> **WHAT TO WORK ON**: Return the data exactly, with all pictures removed.

Saved entries:
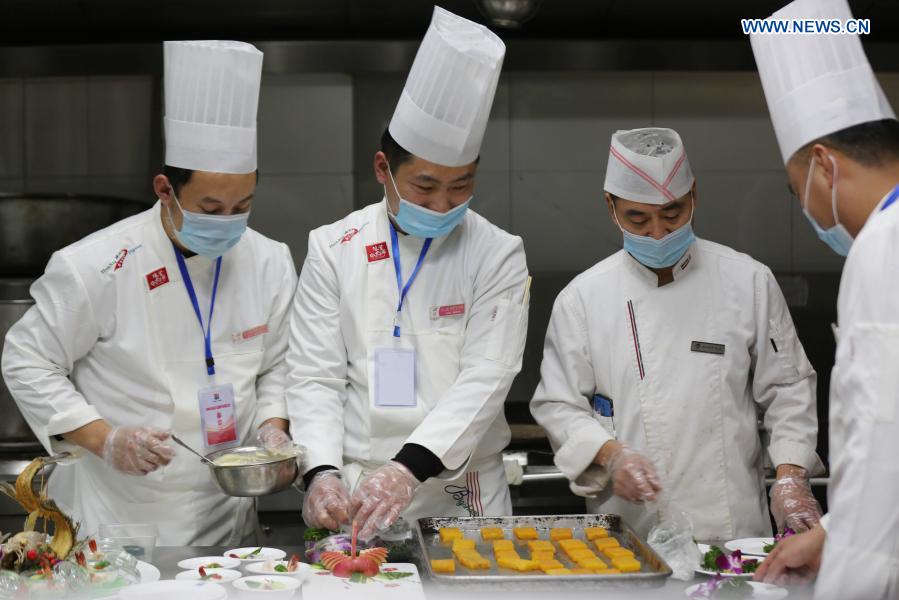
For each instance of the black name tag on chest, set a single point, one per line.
(707, 347)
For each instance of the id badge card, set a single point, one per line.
(218, 415)
(394, 377)
(604, 411)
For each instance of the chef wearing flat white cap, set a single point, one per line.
(839, 139)
(410, 317)
(659, 359)
(122, 348)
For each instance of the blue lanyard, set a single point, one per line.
(400, 288)
(893, 195)
(182, 266)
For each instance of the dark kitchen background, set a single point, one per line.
(81, 116)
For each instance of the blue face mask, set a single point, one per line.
(210, 236)
(836, 237)
(423, 222)
(661, 253)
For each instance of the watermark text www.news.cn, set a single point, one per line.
(807, 26)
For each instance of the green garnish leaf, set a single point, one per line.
(315, 534)
(709, 558)
(358, 578)
(393, 575)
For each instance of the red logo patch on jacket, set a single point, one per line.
(377, 252)
(157, 278)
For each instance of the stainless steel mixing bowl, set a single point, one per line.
(255, 479)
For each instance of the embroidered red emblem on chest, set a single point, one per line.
(157, 278)
(377, 252)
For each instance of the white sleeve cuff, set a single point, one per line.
(792, 453)
(270, 410)
(577, 453)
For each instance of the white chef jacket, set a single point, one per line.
(861, 554)
(113, 335)
(465, 316)
(688, 366)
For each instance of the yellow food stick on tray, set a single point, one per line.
(525, 533)
(528, 565)
(617, 551)
(603, 543)
(594, 533)
(472, 561)
(443, 565)
(591, 563)
(568, 544)
(459, 545)
(541, 546)
(546, 565)
(626, 564)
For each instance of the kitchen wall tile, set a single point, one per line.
(749, 212)
(722, 118)
(563, 121)
(288, 207)
(12, 118)
(306, 124)
(563, 220)
(56, 140)
(119, 114)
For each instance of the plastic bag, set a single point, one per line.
(672, 539)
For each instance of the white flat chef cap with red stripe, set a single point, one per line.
(648, 165)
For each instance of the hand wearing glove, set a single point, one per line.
(382, 497)
(271, 438)
(793, 504)
(137, 450)
(633, 475)
(327, 501)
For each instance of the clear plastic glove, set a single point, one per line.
(137, 450)
(672, 539)
(793, 504)
(633, 475)
(795, 560)
(382, 497)
(327, 501)
(271, 438)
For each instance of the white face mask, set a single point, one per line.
(836, 237)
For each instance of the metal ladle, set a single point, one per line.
(186, 447)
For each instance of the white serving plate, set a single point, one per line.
(750, 546)
(190, 564)
(174, 590)
(703, 548)
(760, 591)
(228, 575)
(291, 585)
(302, 572)
(264, 554)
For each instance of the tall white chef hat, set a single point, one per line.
(648, 165)
(442, 113)
(816, 85)
(211, 97)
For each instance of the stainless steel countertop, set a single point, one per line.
(166, 559)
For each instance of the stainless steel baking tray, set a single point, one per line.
(653, 573)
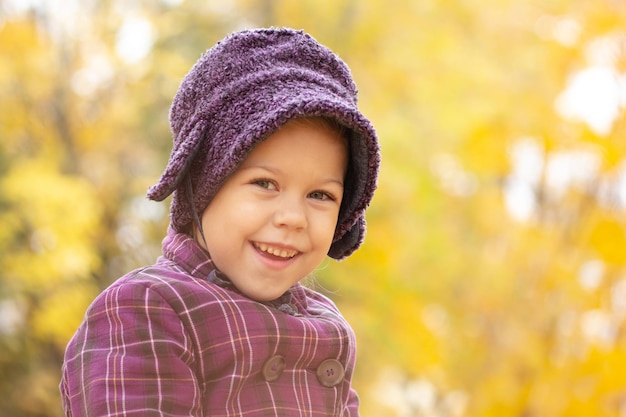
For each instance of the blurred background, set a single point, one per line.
(493, 278)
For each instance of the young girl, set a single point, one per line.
(272, 169)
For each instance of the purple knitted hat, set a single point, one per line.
(240, 92)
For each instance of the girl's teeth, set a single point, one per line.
(276, 252)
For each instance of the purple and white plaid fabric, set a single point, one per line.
(166, 341)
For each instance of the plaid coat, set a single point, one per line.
(173, 339)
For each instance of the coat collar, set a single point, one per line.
(185, 252)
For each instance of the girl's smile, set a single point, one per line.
(272, 222)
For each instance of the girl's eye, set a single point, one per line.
(265, 183)
(321, 195)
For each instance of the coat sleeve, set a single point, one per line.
(131, 356)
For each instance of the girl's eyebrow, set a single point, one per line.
(277, 171)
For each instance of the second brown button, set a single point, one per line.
(273, 368)
(330, 372)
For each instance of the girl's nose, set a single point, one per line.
(291, 212)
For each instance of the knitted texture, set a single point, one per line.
(240, 92)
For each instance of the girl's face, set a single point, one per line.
(272, 222)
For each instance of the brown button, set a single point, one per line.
(330, 372)
(273, 368)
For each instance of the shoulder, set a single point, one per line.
(162, 284)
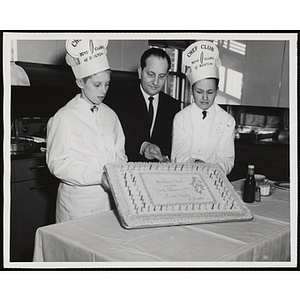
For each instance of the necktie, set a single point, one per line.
(94, 109)
(150, 110)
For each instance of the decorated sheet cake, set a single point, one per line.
(164, 194)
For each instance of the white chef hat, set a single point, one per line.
(86, 57)
(203, 61)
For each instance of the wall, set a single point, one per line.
(123, 55)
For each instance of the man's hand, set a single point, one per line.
(104, 182)
(152, 151)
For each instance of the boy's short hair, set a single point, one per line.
(85, 79)
(154, 52)
(215, 79)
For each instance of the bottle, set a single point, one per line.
(249, 186)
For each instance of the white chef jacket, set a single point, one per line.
(211, 139)
(79, 144)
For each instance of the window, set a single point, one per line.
(232, 54)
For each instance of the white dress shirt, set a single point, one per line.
(210, 140)
(79, 144)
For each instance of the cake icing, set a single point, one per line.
(163, 194)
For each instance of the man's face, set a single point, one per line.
(205, 92)
(95, 88)
(154, 74)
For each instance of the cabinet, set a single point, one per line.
(263, 73)
(33, 201)
(269, 159)
(123, 55)
(284, 96)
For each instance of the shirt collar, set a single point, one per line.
(146, 96)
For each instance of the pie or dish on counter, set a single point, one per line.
(164, 194)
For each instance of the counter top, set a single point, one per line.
(101, 239)
(280, 142)
(26, 154)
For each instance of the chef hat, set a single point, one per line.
(202, 60)
(86, 57)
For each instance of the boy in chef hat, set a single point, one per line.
(84, 135)
(203, 132)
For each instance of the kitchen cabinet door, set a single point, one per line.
(33, 206)
(284, 89)
(263, 69)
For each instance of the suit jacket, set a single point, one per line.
(132, 111)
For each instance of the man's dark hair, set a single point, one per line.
(154, 52)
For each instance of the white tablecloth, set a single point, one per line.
(100, 238)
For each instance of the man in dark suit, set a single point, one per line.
(146, 113)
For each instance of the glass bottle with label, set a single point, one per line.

> **RESPONSE TO THE EXERCISE**:
For each instance of the black name tag on chest, set a single point, one per line.
(707, 347)
For each instance of the id badge card, set a single point, one per line.
(218, 415)
(394, 377)
(604, 411)
For each instance of the chef wearing flat white cap, set a single point, one per line.
(839, 139)
(410, 317)
(659, 359)
(122, 348)
For each instance of the blue lanyard, set a single point, one per line.
(400, 288)
(893, 195)
(182, 266)
For each instance of the dark kitchen background, set a single point, one per line.
(81, 116)
For each instance of the blue face mask, set a single point, one per line.
(210, 236)
(836, 237)
(423, 222)
(661, 253)
For each instance of the watermark text www.news.cn, set a single point, one per line.
(807, 26)
For each instance of the green garnish leaf, set a single point, one per line.
(315, 534)
(709, 558)
(358, 578)
(393, 575)
For each instance of the red logo patch on jacket, set a single point, one per line.
(377, 252)
(157, 278)
For each instance of the stainless steel mixing bowl, set a single point, one per line.
(255, 479)
For each instance of the embroidered red emblem on chest, set a single point, one per line.
(157, 278)
(377, 252)
For each instance of the white sleeve cuff, set a single point, one per line.
(792, 453)
(270, 410)
(577, 453)
For each instance of the white chef jacket, set a single point, one per line.
(861, 554)
(113, 335)
(465, 316)
(688, 366)
For each instance of the yellow food stick on tray, set a single point, one per line.
(525, 533)
(528, 565)
(617, 551)
(603, 543)
(594, 533)
(472, 561)
(443, 565)
(591, 563)
(568, 544)
(459, 545)
(541, 546)
(546, 565)
(626, 564)
For each instance of the kitchen wall tile, set a single point, one per line.
(749, 212)
(722, 118)
(563, 121)
(288, 207)
(12, 118)
(306, 124)
(563, 220)
(56, 140)
(119, 114)
For each instance of the plastic bag, set a single point, one per line.
(672, 539)
For each instance of the white flat chef cap with red stripe, set a single point, one per line.
(648, 165)
For each instance of the hand wearing glove, set a single point, one per line.
(382, 497)
(271, 438)
(793, 504)
(137, 450)
(633, 475)
(327, 501)
For each instance of the clear plastic glove, set a single point, one per line.
(137, 450)
(672, 539)
(793, 504)
(633, 475)
(795, 560)
(382, 497)
(327, 501)
(271, 438)
For each instance of the white face mask, set a single point, one per line.
(836, 237)
For each instance of the metal ladle, set a single point, one per line.
(186, 447)
For each instance of the white serving plate, set a single point, one per line.
(750, 546)
(190, 564)
(174, 590)
(703, 548)
(760, 591)
(228, 575)
(291, 585)
(302, 572)
(264, 554)
For each instance of the tall white chef hat, set a single point, one per line.
(648, 165)
(442, 113)
(816, 85)
(211, 97)
For each instance of the stainless steel countertop, set a single point, one per line.
(166, 559)
For each instance of the stainless steel baking tray, set a single point, one per line.
(653, 573)
For each instance of the blurred background, set a single point, one per line.
(493, 278)
For each instance of the young girl, set a single point, one per line.
(272, 169)
For each instance of the purple knitted hat, set a single point, one per line.
(240, 92)
For each instance of the girl's teeth, set a single point, one per line.
(276, 252)
For each instance of the purple and white plaid fabric, set a single point, one per line.
(166, 341)
For each instance of the plaid coat, set a single point, one per line.
(173, 339)
For each instance of the coat collar, set a single point, one per line.
(185, 252)
For each instance of the girl's smile, set a single point, one per line.
(272, 222)
For each instance of the girl's eye, set a single point, one per line.
(265, 183)
(321, 195)
For each instance of the coat sleeve, set a single point, one per line.
(131, 356)
For each instance of the girl's eyebrow, set a single point, one per line.
(277, 171)
For each instance of the second brown button, set a single point, one per line.
(273, 368)
(330, 372)
For each instance of the girl's nose, set a single point, one per line.
(291, 212)
For each instance of the knitted texture, set a single point, one per line.
(240, 92)
For each instance of the girl's face, set a single point, one per line.
(272, 222)
For each instance of the brown button, set a single point, one per line.
(330, 372)
(273, 368)
For each instance of the shoulder, set a single point, one per line.
(162, 284)
For each instance of the necktie, set a single point, one per line.
(94, 109)
(150, 110)
For each instance of the decorated sheet cake, set a single point, one per line.
(164, 194)
For each instance of the white chef hat, set a single point, one per line.
(86, 57)
(203, 61)
For each instance of the wall, set a single point, one per line.
(123, 55)
For each instance of the man's hand, set a single point, one per line.
(104, 182)
(152, 151)
For each instance of the boy's short hair, set a single point, one per line.
(85, 79)
(154, 52)
(215, 79)
For each instance of the bottle, set a single point, one per line.
(249, 186)
For each instance of the white chef jacket, set a single point, one per line.
(211, 139)
(79, 144)
For each instance of the window, set a single point, one per line.
(232, 54)
For each instance of the white dress shirt, set a single point, one per line.
(210, 140)
(79, 144)
For each instance of the cake icing, set a single point, one per line.
(163, 194)
For each instance of the man's face, set a single point, one per line.
(205, 92)
(95, 88)
(154, 74)
For each instance of the cabinet, set a single point, one per line.
(263, 73)
(33, 201)
(269, 159)
(123, 55)
(284, 96)
For each instance of the shirt collar, set a single point, one per line.
(146, 96)
For each instance of the pie or dish on counter, set a single point, one per line.
(164, 194)
For each instance of the counter top, set a single point, one per line.
(101, 239)
(280, 142)
(26, 154)
For each instance of the chef hat, set a single point, one per line.
(202, 60)
(86, 57)
For each instance of the boy in chef hat, set a single point, one per line.
(84, 135)
(203, 132)
For each instance of the kitchen cabinet door, set a single point, one per line.
(33, 206)
(284, 89)
(263, 69)
For each instance of the suit jacket, set a single point, one per line.
(132, 111)
For each instance of the man's dark hair, set a single point, one per line.
(154, 52)
For each instance of the white tablecloth, set a single point, one per line.
(100, 238)
For each instance of the man in dark suit, set a single point, one per line.
(146, 113)
For each instance of the glass bottle with label, set a single point, one per line.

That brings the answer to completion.